PROVIDED INFORMATION
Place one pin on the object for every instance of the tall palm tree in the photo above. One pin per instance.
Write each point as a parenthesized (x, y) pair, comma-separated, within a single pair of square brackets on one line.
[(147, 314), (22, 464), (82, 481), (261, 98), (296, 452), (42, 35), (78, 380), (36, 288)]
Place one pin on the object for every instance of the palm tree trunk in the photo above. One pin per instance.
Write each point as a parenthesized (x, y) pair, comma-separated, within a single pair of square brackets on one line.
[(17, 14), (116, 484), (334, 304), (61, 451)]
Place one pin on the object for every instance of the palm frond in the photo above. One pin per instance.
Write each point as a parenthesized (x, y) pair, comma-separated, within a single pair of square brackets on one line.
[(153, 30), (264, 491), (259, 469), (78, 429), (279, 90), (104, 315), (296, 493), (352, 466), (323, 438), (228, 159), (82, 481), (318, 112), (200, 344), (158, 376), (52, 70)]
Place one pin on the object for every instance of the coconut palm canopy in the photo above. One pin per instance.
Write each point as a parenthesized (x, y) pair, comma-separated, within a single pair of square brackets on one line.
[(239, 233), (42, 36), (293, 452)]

--

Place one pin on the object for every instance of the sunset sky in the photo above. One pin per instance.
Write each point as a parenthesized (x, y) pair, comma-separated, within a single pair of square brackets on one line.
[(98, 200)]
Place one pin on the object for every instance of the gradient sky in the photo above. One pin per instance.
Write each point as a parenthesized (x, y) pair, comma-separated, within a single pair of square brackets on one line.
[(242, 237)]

EXERCISE AIM
Set down verbatim the stretch of lines above, from the line containing "of the tall" through the line containing "380), (36, 288)]", with both of those lines included.

FINISHED ANSWER
Place one pin on the object for every instance of the tall palm tree in the photo above. One pin per instance.
Write each point as a parenthesized (x, y) pair, comma-separated, within a single pair of square brackets on one line.
[(147, 314), (22, 464), (82, 481), (261, 98), (296, 452), (42, 35), (78, 380), (36, 288)]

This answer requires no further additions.